> [Required work]:
Exactly as written, give back every record below.
═════ Materials provided
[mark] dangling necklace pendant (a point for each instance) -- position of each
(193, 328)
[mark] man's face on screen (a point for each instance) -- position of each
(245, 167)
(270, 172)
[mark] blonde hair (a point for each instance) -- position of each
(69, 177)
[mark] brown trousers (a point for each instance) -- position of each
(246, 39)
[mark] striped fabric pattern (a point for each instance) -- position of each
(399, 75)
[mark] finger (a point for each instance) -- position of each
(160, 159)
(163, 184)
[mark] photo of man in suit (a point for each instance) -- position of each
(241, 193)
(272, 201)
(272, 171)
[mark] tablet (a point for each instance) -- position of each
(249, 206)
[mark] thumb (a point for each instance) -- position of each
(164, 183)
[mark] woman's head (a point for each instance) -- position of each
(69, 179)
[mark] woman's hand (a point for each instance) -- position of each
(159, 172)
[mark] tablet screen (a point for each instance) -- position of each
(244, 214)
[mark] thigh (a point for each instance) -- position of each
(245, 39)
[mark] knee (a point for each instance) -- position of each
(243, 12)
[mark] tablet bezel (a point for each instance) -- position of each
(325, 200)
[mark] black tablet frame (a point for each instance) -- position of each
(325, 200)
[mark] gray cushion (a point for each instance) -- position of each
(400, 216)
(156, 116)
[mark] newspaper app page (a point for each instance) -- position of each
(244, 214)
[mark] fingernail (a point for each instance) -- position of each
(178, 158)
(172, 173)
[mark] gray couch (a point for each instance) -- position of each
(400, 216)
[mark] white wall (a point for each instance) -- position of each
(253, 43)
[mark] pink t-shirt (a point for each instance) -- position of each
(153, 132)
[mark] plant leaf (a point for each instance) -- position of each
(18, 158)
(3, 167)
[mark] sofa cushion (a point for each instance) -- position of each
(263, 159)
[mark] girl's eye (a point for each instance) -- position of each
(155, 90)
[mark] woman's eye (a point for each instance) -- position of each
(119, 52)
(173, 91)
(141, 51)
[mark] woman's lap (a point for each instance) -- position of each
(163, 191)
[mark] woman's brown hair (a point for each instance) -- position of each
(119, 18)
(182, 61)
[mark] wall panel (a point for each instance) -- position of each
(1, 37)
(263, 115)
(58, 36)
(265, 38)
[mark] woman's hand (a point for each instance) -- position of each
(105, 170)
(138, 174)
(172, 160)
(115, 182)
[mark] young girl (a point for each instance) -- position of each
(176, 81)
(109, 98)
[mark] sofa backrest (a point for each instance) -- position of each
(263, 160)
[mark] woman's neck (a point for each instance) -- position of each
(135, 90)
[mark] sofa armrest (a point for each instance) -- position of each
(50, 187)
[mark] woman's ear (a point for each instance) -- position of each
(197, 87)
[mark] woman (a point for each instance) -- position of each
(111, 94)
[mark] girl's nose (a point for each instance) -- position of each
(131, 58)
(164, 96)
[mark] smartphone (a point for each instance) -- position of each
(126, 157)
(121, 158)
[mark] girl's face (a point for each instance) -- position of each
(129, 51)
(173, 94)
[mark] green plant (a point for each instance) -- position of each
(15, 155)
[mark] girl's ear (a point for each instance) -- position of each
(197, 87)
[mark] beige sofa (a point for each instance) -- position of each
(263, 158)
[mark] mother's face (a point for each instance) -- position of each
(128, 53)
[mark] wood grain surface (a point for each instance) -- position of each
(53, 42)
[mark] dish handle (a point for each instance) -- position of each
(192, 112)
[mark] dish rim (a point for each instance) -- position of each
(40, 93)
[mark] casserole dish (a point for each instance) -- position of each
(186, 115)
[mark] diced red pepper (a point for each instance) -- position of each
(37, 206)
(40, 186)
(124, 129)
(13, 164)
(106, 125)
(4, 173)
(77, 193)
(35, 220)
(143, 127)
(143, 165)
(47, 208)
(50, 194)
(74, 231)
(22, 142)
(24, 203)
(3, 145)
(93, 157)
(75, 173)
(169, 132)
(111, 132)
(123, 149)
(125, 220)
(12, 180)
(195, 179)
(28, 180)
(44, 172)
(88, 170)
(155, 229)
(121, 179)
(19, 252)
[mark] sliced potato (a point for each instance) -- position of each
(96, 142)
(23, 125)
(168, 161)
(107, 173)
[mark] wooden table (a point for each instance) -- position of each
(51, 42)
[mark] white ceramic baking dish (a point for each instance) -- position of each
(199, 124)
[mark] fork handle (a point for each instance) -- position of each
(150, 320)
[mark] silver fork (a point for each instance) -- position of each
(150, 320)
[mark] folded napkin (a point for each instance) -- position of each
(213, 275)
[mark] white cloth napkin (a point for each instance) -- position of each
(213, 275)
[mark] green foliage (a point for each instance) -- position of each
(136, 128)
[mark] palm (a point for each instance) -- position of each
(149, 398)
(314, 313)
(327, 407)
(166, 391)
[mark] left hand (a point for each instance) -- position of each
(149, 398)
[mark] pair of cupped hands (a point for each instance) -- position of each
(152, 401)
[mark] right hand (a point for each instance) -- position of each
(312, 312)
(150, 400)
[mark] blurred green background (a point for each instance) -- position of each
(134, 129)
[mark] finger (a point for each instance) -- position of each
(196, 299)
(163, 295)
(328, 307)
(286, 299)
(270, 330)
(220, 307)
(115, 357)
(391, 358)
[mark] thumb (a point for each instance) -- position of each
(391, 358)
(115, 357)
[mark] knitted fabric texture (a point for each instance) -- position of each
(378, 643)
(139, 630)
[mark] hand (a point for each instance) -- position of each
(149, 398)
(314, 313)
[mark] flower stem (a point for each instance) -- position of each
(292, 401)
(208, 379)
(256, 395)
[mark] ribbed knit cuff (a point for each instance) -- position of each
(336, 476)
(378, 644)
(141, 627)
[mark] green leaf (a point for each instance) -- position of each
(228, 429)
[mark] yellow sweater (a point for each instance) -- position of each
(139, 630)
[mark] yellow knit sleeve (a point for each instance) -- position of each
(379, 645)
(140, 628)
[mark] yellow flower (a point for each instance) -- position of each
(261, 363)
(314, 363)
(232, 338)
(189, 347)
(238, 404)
══════════
> [Task result]:
[mark] dangling necklace pendant (a point for each instance) -- position of each
(193, 328)
[mark] man's face on screen (a point for each instance) -- position of each
(245, 167)
(270, 172)
[mark] blonde hair (a point for each instance) -- position of each
(69, 177)
[mark] brown trousers (a point for each instance) -- position of each
(246, 39)
[mark] striped fabric pattern (a point for each instance) -- position of each
(399, 75)
[mark] finger (a point for each instance) -- position of each
(160, 159)
(163, 184)
[mark] photo of man in suit (a point for each instance) -- position of each
(241, 193)
(272, 201)
(272, 171)
[mark] tablet (a point for each instance) -- position of each
(249, 206)
[mark] thumb (a point for each instance) -- position of each
(164, 183)
[mark] woman's head (a point for each instance) -- position of each
(69, 179)
[mark] woman's hand (a point for each instance) -- position of each
(159, 172)
[mark] tablet screen (a point for each instance) -- position of each
(244, 214)
[mark] thigh (a point for each instance) -- position of each
(245, 39)
[mark] knee (a point for each instance) -- position of each
(243, 12)
[mark] tablet bezel (a point for each instance) -- position of each
(325, 200)
[mark] black tablet frame (a point for each instance) -- position of each
(325, 200)
[mark] gray cushion (a point for each instance) -- position of each
(400, 216)
(156, 116)
[mark] newspaper app page (a point for each instance) -- position of each
(244, 214)
[mark] fingernail (a point for each instance) -- position of each
(178, 158)
(172, 173)
[mark] gray couch (a point for each instance) -- position of each
(400, 216)
[mark] white wall (a point for each instance) -- position of each
(253, 43)
[mark] pink t-shirt (a point for each instance) -- position of each
(153, 132)
[mark] plant leaf (a point for each instance) -- position of each
(18, 158)
(3, 167)
[mark] sofa cushion (a point for each instance) -- position of each
(263, 159)
[mark] girl's eye (a point for each instance) -- position of each
(155, 90)
[mark] woman's eye (a point for each instance) -- position of each
(119, 52)
(173, 91)
(141, 51)
[mark] woman's lap (a point for each instance) -- position of each
(163, 191)
[mark] woman's brown hair (a point for each instance) -- position of each
(119, 18)
(182, 61)
[mark] wall panel (a point for each instance) -- position of each
(1, 37)
(263, 115)
(58, 36)
(265, 38)
[mark] woman's hand (a point for each instance) -- position of each
(105, 170)
(138, 174)
(172, 160)
(115, 182)
[mark] young girl (a point for each instance) -- position of each
(176, 81)
(109, 98)
[mark] sofa backrest (a point for each instance) -- position of each
(263, 160)
[mark] woman's neck (a point for each instance) -- position of each
(135, 90)
[mark] sofa armrest (a point for each instance) -- position of each
(50, 187)
[mark] woman's ear (a point for each instance) -- position of each
(197, 87)
[mark] woman (a point for each instance) -- position of each
(111, 94)
[mark] girl's nose (a point for each instance) -- position of each
(131, 58)
(164, 96)
[mark] smartphone (a point for each instance) -- position of each
(126, 157)
(121, 158)
[mark] girl's face (a point for each instance) -- position of each
(129, 51)
(173, 94)
[mark] green plant (a point for each instance) -- position of each
(15, 155)
[mark] girl's ear (a point for each instance) -- position of each
(197, 87)
[mark] beige sofa (a point for each instance) -- position of each
(263, 158)
[mark] mother's face (a point for each instance) -- position of each
(128, 53)
[mark] wood grain surface (a point for each instance) -- position of each
(53, 42)
[mark] dish handle (a point for each instance) -- position of each
(192, 112)
[mark] dish rim (a point for each instance) -- position of each
(40, 93)
[mark] casserole dish (a point for each instance) -- position of each
(186, 115)
[mark] diced red pepper (a point for each instance) -- position of each
(37, 206)
(40, 186)
(124, 129)
(13, 164)
(106, 125)
(4, 173)
(77, 193)
(35, 220)
(143, 127)
(143, 165)
(47, 208)
(50, 194)
(74, 231)
(22, 142)
(24, 203)
(3, 145)
(93, 157)
(75, 173)
(169, 132)
(111, 132)
(123, 149)
(125, 220)
(12, 180)
(195, 179)
(28, 180)
(44, 172)
(88, 170)
(155, 229)
(121, 179)
(19, 252)
[mark] sliced potato (a point for each instance) -- position of each
(96, 142)
(23, 125)
(168, 161)
(107, 173)
[mark] wooden table (a point for each instance) -- position of each
(51, 42)
[mark] white ceramic baking dish (a point for each instance) -- position of each
(199, 124)
[mark] fork handle (a point for each instance) -- position of each
(150, 320)
[mark] silver fork (a point for each instance) -- position of each
(150, 320)
[mark] folded napkin (a point for each instance) -- position of each
(213, 275)
[mark] white cloth napkin (a point for each instance) -- position of each
(213, 275)
[mark] green foliage (a point for each instance) -- position of each
(136, 128)
[mark] palm (a point for each instance) -- position of each
(149, 398)
(314, 313)
(327, 407)
(166, 391)
[mark] left hand (a point for each instance) -- position of each
(149, 398)
[mark] pair of cupped hands (a point for each instance) -- position of each
(152, 401)
[mark] right hand (a point for each instance) -- position of each
(312, 312)
(150, 400)
[mark] blurred green background (a point for each instance) -- position of each
(134, 129)
[mark] finger (a point for each instance) -- position of each
(196, 299)
(163, 295)
(328, 307)
(286, 299)
(270, 330)
(220, 307)
(115, 357)
(391, 358)
[mark] thumb (a point for each instance) -- position of each
(391, 358)
(115, 357)
[mark] knitted fabric texture (a point for each instance) -- position of each
(378, 643)
(139, 630)
[mark] hand (a point for each instance) -- position of each
(149, 398)
(314, 313)
[mark] flower stem (a point for each instance) -- position of each
(292, 401)
(208, 379)
(256, 395)
[mark] ribbed knit cuff (a point for each instance) -- position of each
(336, 476)
(378, 644)
(141, 627)
[mark] green leaf (a point for each instance) -- position of each
(228, 429)
[mark] yellow sweater (a point for each instance) -- position of each
(139, 630)
[mark] yellow knit sleeve (a point for each instance) -- position of each
(379, 645)
(140, 628)
[mark] yellow flower (a point for each instance) -- position of each
(261, 363)
(314, 363)
(232, 338)
(189, 347)
(238, 404)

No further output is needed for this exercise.